--- Short problem ---
Identify every line in the records below that contains the word "green", and copy each of those lines.

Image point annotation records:
* START *

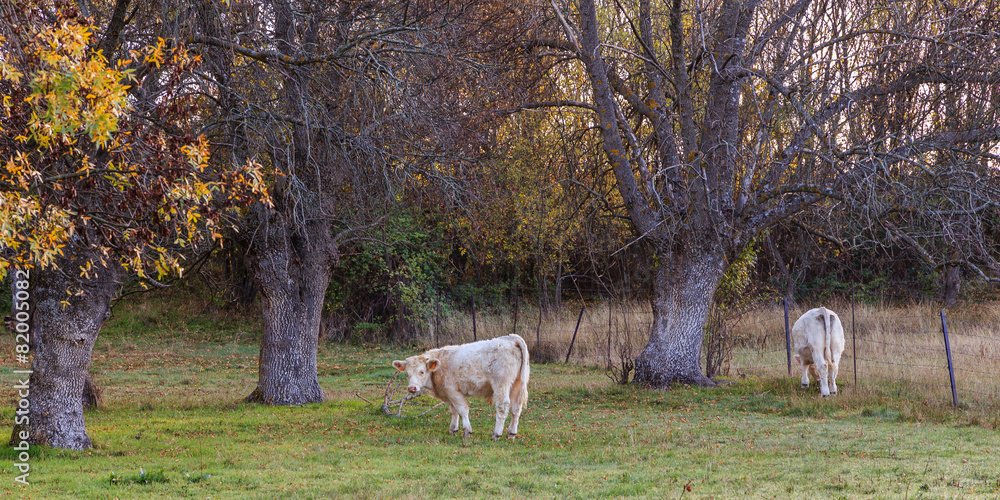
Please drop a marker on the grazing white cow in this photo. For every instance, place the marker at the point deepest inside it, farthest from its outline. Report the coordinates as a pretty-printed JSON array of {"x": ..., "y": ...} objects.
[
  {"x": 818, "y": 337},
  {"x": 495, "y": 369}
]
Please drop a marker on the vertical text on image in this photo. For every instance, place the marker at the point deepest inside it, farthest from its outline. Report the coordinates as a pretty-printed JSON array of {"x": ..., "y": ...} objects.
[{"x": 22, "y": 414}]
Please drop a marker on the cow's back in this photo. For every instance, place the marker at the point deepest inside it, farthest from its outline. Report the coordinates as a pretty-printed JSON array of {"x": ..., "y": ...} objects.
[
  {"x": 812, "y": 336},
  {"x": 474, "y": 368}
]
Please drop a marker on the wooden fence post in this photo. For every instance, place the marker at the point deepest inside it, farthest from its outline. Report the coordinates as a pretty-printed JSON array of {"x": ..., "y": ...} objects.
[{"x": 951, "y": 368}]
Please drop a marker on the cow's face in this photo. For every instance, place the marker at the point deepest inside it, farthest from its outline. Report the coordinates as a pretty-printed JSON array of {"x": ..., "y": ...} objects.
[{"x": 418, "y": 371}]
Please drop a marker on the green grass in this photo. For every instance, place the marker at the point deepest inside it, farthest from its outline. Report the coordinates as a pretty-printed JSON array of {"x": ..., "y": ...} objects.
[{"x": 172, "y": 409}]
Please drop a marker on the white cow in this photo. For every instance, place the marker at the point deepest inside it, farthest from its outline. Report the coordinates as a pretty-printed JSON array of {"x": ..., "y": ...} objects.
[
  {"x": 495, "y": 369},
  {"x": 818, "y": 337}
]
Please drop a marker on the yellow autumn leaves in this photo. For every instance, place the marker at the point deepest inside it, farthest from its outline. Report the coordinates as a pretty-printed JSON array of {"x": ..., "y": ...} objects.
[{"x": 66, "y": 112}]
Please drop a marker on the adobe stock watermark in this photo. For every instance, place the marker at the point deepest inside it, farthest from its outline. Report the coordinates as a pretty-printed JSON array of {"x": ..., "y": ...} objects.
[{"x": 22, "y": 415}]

* END *
* START *

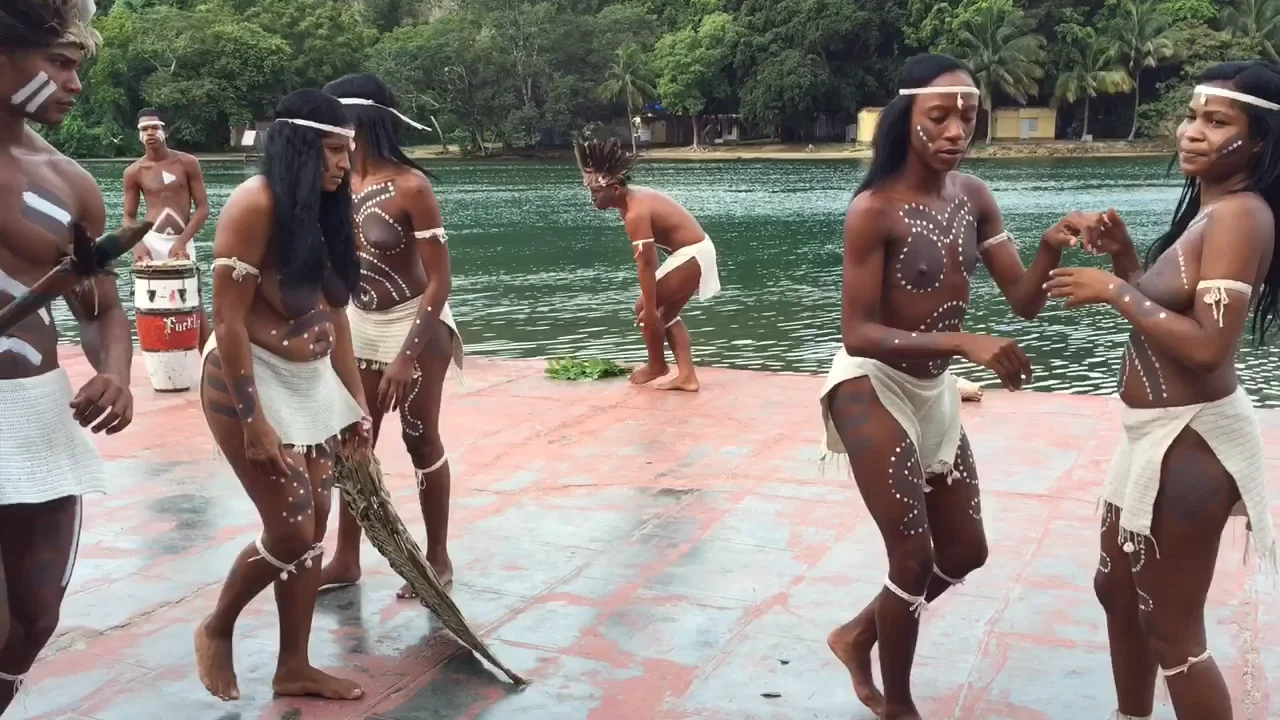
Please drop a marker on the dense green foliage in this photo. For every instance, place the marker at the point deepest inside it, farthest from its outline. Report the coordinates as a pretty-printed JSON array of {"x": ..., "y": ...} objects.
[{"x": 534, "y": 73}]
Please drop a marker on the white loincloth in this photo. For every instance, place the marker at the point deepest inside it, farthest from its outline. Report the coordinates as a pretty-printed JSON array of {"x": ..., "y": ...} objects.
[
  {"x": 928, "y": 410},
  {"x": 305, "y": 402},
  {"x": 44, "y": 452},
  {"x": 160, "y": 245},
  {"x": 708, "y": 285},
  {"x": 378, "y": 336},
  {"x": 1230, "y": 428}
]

* END *

--- Solution below ---
Please drop a marker on the green grass in this photo. For every instance, place the marker at the point deepest inside it, farthest from its outline. Report the coordinates as a pretty-printed JSON array of {"x": ..., "y": ...} objects.
Please drop a marker on the dense green foliage in this photo. For every instance, place the marker at the point deepest inside it, farthest from its outline. Report the coordinates as a pretty-printed JSON array of {"x": ..., "y": ...} objects.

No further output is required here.